WORK REQUIRED:
Search the entries below. Return every line that has "building" in it.

Stored data entries
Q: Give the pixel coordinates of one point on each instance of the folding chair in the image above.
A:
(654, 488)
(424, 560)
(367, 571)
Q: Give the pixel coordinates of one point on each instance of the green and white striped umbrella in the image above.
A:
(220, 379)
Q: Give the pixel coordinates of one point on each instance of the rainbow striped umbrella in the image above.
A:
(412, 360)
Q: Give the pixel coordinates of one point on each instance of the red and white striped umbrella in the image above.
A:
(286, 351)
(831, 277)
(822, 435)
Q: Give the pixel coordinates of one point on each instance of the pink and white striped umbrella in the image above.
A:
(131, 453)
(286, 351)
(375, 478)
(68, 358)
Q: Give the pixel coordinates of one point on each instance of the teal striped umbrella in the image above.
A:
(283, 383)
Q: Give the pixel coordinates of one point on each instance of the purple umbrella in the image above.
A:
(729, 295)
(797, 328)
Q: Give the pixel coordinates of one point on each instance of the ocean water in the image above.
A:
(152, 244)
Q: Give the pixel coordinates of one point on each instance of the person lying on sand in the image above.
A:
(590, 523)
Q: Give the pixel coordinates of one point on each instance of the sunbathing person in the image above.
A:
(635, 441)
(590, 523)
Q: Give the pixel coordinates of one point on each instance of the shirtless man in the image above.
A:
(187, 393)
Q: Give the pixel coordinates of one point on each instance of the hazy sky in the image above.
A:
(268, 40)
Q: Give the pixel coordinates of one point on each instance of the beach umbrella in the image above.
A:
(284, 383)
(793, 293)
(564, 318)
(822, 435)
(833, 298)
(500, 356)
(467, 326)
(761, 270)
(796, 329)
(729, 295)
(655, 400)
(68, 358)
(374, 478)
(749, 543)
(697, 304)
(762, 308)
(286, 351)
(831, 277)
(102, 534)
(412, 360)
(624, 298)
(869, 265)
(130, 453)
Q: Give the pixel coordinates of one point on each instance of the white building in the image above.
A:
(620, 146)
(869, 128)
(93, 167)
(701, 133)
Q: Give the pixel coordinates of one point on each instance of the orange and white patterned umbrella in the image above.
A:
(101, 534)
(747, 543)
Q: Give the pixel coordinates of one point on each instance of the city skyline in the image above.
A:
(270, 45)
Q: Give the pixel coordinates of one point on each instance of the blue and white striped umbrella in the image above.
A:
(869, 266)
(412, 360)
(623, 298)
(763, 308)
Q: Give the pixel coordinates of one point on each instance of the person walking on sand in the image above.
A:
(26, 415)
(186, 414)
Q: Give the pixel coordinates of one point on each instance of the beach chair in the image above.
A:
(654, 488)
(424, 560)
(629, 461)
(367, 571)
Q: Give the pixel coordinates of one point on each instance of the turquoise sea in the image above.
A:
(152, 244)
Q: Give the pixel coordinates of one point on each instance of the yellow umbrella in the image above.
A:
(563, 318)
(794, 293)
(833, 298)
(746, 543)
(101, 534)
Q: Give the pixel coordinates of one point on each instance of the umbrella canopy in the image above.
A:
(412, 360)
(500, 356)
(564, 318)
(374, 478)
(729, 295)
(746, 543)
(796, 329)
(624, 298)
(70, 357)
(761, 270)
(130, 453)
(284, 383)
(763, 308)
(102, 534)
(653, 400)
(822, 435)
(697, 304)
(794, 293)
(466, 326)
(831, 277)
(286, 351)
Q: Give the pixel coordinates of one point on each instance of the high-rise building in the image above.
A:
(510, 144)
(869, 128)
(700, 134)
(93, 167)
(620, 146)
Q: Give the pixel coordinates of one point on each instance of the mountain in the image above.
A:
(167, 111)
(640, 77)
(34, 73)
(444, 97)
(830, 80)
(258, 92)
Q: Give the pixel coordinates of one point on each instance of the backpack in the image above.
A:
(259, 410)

TASK RESULT:
Q: Give the pixel coordinates of one point on each instance of the white building in the image above.
Q: Give the pixel coordinates of one point on each instance of the high-rise building in the image above.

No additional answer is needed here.